A dedicated cadre to help with mental rehabilitation will fill out the healthcare picture.

Could the south of India see the repurposing of the Accredited Social Health Activists (ASHA) into a community health worker who is paid, not incentivised, and can provide support to persons discharged from a psychiatric facility? Or can a similar cadre be created to take up community mental healthcare?

In a conversation held recently, Vikram Patel, Paul Farmer Professor and Chair, Department of Global Health and Social Medicine, Harvard Medical School and R. Thara, vice chairperson, Schizophrenia Research Foundation (SCARF), explored the possibility of having a cadre similar to ASHAs to take community mental healthcare forward.

Noting that he had visited many District Mental Health Programme (DMHP) sites around the country, Dr. Patel said that DMHP was purely a medication programme. “There is nothing community-based, no peer support and no rehabilitation,” he said. There is no psychosocial intervention, added Dr. Thara.

Elaborating on community mental health, Dr. Thara said it meant involving the local community in every way; including all community stakeholders – teachers, doctors, panchayat leaders or tahsildars. “We have trained a number of community-level workers, mostly women. They have empathy, they have acceptance in the local community, and if you train them, they play an excellent role in early detection, in facilitating care and follow-up, and in delivering some psychosocial intervention. We have ASHAs, but you cannot overburden them, but we can have a similar cadre of health workers,” she said.

------------------------------------

◆ **ASSIGNED TASK 1**
Using the article on community mental health workers, decide whether each statement agrees with it: (a) Dr. Patel called the DMHP purely a medication programme. (b) The community-level workers Dr. Thara says were trained are mostly men. (c) Dr. Thara wants ASHAs to take on community mental healthcare in addition to their existing work. For each, answer yes or no and quote the words that decide it.
◆ **ASSIGNED TASK 2**
In the article on community mental health workers, why does Dr. Thara propose a cadre similar to ASHAs instead of giving the work to ASHAs, and what makes trained community-level workers suited to it? Answer in one to three sentences.

------------------------------------

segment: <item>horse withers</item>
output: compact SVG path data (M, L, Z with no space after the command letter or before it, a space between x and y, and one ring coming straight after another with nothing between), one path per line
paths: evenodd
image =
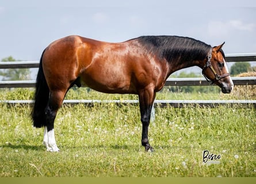
M44 127L48 151L59 151L54 121L68 90L81 83L106 93L139 96L142 144L148 142L148 128L156 93L174 72L198 66L208 80L230 93L233 82L221 49L194 39L171 36L142 36L123 43L100 41L78 36L58 40L43 51L36 79L33 125Z

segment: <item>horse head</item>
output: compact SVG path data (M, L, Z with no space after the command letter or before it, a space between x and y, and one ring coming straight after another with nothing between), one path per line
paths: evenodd
M230 93L233 89L234 83L228 72L225 55L221 49L224 43L211 48L202 74L208 81L211 80L212 83L219 86L222 93Z

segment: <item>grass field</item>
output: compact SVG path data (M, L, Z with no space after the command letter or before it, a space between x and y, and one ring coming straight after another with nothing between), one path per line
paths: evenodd
M33 91L0 93L0 99L32 99ZM79 94L78 97L77 94ZM220 99L219 94L167 94L158 99ZM71 91L72 99L137 99ZM232 98L234 99L234 98ZM253 108L156 108L149 138L140 145L137 106L112 103L63 106L55 121L61 151L47 152L43 130L32 125L29 106L0 104L1 177L256 177ZM203 152L220 156L203 162Z

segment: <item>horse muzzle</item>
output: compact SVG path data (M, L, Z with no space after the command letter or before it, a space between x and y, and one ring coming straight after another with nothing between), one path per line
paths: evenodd
M230 93L234 88L234 84L232 80L230 79L230 81L228 83L221 82L221 92L223 93Z

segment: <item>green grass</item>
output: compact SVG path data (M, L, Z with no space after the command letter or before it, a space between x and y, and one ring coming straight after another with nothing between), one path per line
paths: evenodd
M78 97L76 93L71 91L67 98L85 96ZM94 93L86 94L91 98L87 99L137 98ZM0 96L1 99L31 99L32 94L20 90ZM192 98L171 95L175 99ZM202 94L199 99L204 95L209 97ZM32 125L29 106L0 106L1 177L256 177L253 108L156 108L155 121L149 129L155 151L145 152L140 145L139 107L65 106L55 121L61 151L51 153L42 145L43 130ZM203 163L204 150L220 155L220 163Z

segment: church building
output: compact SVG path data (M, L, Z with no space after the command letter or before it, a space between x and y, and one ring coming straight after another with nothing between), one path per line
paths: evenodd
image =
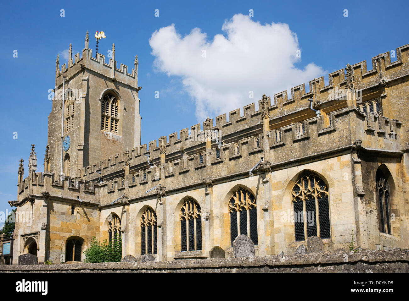
M137 57L88 42L57 56L44 172L34 145L20 160L13 263L82 261L94 237L156 261L232 257L242 234L256 256L409 247L409 44L141 145Z

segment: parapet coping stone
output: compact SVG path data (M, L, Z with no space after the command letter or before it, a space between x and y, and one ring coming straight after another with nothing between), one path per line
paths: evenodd
M347 255L346 261L345 254ZM0 265L0 272L81 272L84 270L189 270L200 268L279 268L288 266L308 266L351 264L362 262L374 264L383 262L409 263L409 249L394 249L390 250L362 250L315 253L305 254L266 255L247 258L209 258L200 259L178 259L168 261L145 262L105 262L93 263L52 265Z

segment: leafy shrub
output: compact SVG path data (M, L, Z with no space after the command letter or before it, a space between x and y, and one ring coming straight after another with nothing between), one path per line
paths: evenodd
M122 239L114 236L113 243L107 243L106 239L100 243L94 236L90 247L84 251L84 262L119 262L122 259Z

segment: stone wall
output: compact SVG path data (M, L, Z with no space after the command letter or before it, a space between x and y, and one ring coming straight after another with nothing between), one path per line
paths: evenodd
M0 266L7 272L408 272L409 250L269 255L165 262Z

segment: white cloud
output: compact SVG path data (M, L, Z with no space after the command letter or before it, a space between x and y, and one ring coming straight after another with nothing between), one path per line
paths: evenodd
M209 41L199 28L182 37L172 24L149 39L155 67L181 78L199 120L239 107L243 114L243 107L253 102L256 109L264 93L272 96L325 72L313 63L302 69L294 67L301 48L288 24L263 25L240 14L225 21L222 30L225 36L217 34Z

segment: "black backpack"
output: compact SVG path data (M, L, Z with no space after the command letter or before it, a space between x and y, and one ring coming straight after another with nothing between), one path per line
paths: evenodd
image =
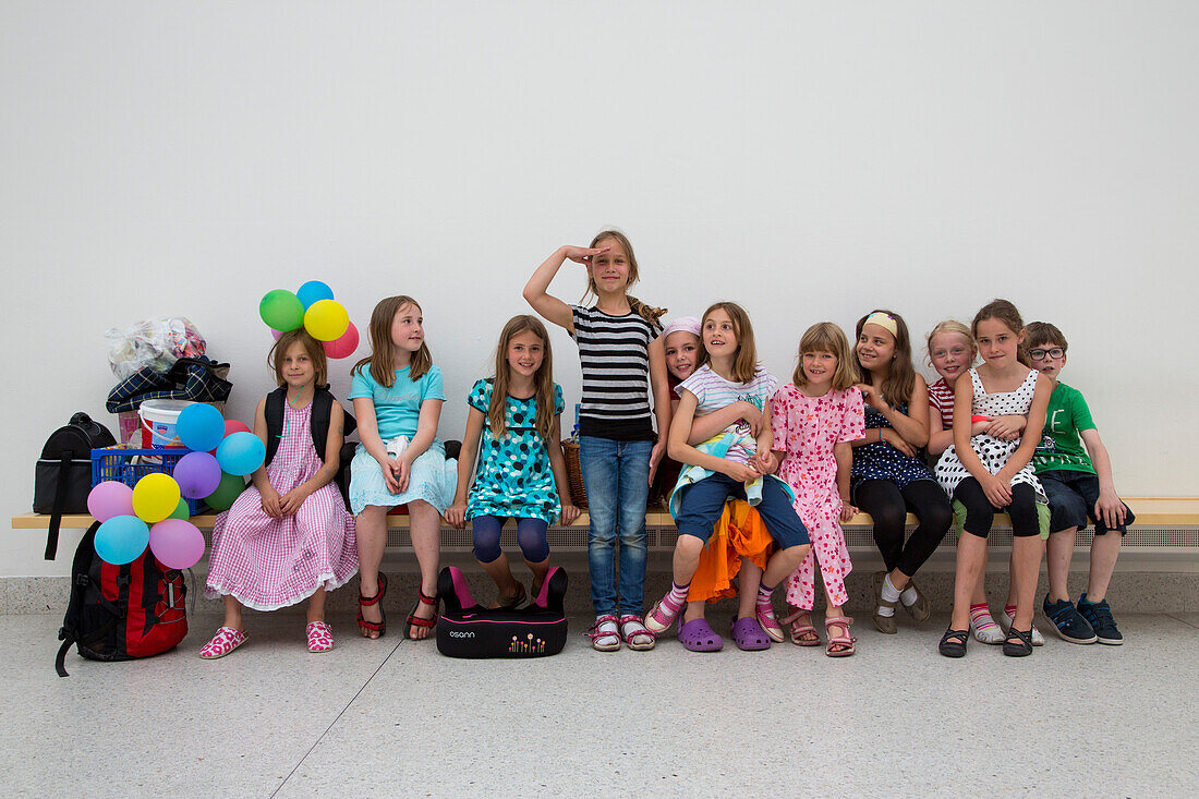
M96 554L98 529L100 522L88 528L71 565L71 602L54 661L59 677L68 677L71 644L89 660L133 660L174 649L187 635L182 572L149 549L123 566L104 563Z
M46 439L34 470L34 512L52 513L46 536L46 559L59 551L59 524L64 513L86 513L91 492L91 451L116 446L113 433L85 413L71 417Z

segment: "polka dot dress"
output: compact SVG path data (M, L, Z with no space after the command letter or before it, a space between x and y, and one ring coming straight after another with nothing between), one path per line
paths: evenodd
M970 370L970 384L974 386L974 405L971 413L975 416L1006 416L1006 415L1019 415L1026 416L1029 408L1032 407L1032 394L1037 388L1037 372L1036 370L1029 370L1029 376L1024 378L1024 383L1016 391L1004 391L998 394L987 394L987 390L982 385L982 379L978 377L976 370ZM998 474L1000 469L1007 463L1012 457L1012 453L1020 446L1020 439L1013 441L1005 441L1004 439L995 438L994 435L987 435L986 433L980 433L970 439L970 449L974 450L978 459L982 461L983 468L992 474ZM964 465L962 465L960 458L958 458L957 449L951 446L945 450L945 455L936 463L936 480L945 488L945 492L952 497L953 491L958 487L958 483L971 476ZM1044 492L1041 488L1041 481L1037 480L1036 475L1032 473L1031 461L1012 477L1012 485L1020 482L1026 482L1032 486L1032 489L1037 492L1038 497L1043 497Z
M549 467L549 452L535 427L537 398L506 397L506 431L492 434L486 416L492 403L492 380L476 380L468 402L482 411L483 438L478 449L475 483L466 499L466 518L498 516L540 518L553 524L562 511ZM554 384L554 415L562 413L562 388Z

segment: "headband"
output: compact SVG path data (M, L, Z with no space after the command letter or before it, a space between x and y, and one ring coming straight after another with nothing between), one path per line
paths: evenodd
M894 336L896 340L899 338L899 325L896 324L896 318L884 311L875 311L866 317L862 326L864 328L866 325L878 325Z
M679 317L667 325L667 329L662 331L662 341L667 340L673 332L689 332L692 336L699 338L699 319L695 317Z

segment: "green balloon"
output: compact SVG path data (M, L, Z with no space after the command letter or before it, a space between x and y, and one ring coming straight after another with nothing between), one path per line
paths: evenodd
M271 330L287 332L303 324L303 304L287 289L273 289L258 304L258 316Z
M204 501L209 504L209 507L219 512L227 511L233 507L233 503L241 492L246 491L246 481L235 474L229 474L228 471L221 473L221 485L211 494L204 498Z
M192 518L191 511L187 510L187 500L180 497L179 505L175 507L175 512L168 516L167 518L181 518L185 522Z

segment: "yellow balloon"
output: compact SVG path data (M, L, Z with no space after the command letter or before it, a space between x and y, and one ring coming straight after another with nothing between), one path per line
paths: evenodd
M337 300L317 300L305 311L303 326L318 341L337 341L350 329L350 314Z
M179 483L169 474L147 474L133 486L133 512L147 524L174 513L179 499Z

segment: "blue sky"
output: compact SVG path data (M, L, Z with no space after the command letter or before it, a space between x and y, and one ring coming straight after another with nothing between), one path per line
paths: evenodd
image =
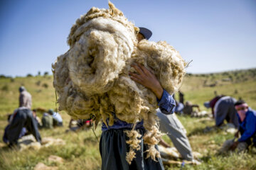
M107 0L1 0L0 74L51 72L68 50L70 29L91 7ZM187 72L209 73L256 67L255 0L112 0L137 26L151 29L187 62Z

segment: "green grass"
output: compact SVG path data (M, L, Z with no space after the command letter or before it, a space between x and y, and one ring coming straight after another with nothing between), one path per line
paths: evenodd
M206 110L203 102L214 96L214 91L218 94L225 94L236 98L245 100L250 106L256 109L256 69L236 71L218 74L187 75L181 90L185 94L185 101L200 106ZM232 81L223 79L232 77ZM21 85L26 86L33 96L33 108L55 108L55 96L53 87L53 76L18 77L15 79L0 79L0 136L3 136L4 128L7 125L6 114L12 113L18 105L18 91ZM217 83L216 83L217 82ZM209 85L216 84L215 86ZM47 84L48 88L46 88ZM178 95L176 95L178 96ZM210 111L210 110L207 110ZM41 130L43 137L53 137L65 141L64 146L50 146L41 148L38 151L25 150L18 152L9 149L0 140L0 169L33 169L38 163L48 166L58 166L59 169L100 169L101 158L99 143L92 130L78 132L65 132L70 116L61 112L64 126L53 130ZM41 115L38 115L41 116ZM193 151L200 152L202 164L191 166L186 164L182 169L256 169L255 149L250 153L232 153L218 154L225 140L233 138L233 135L215 130L204 132L206 126L213 126L213 120L199 121L198 118L188 116L178 118L187 130L191 145ZM100 138L101 130L98 126L96 135ZM171 141L167 136L164 139L171 145ZM57 155L65 159L63 164L49 162L50 155ZM166 169L181 169L180 166L166 166Z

------------------------------------

◆ **SOLUTION 1**
(a) Yes: "Dr. Patel said that DMHP was purely a medication programme."
(b) No: "We have trained a number of community-level workers, mostly women."
(c) No: "We have ASHAs, but you cannot overburden them, but we can have a similar cadre of health workers"

◆ **SOLUTION 2**
Dr. Thara says ASHAs cannot be overburdened, so a similar cadre of health workers is needed instead. Trained community-level workers are suited to the role because they have empathy and acceptance in the local community. With training, they play an excellent role in early detection, in facilitating care and follow-up, and in delivering some psychosocial intervention.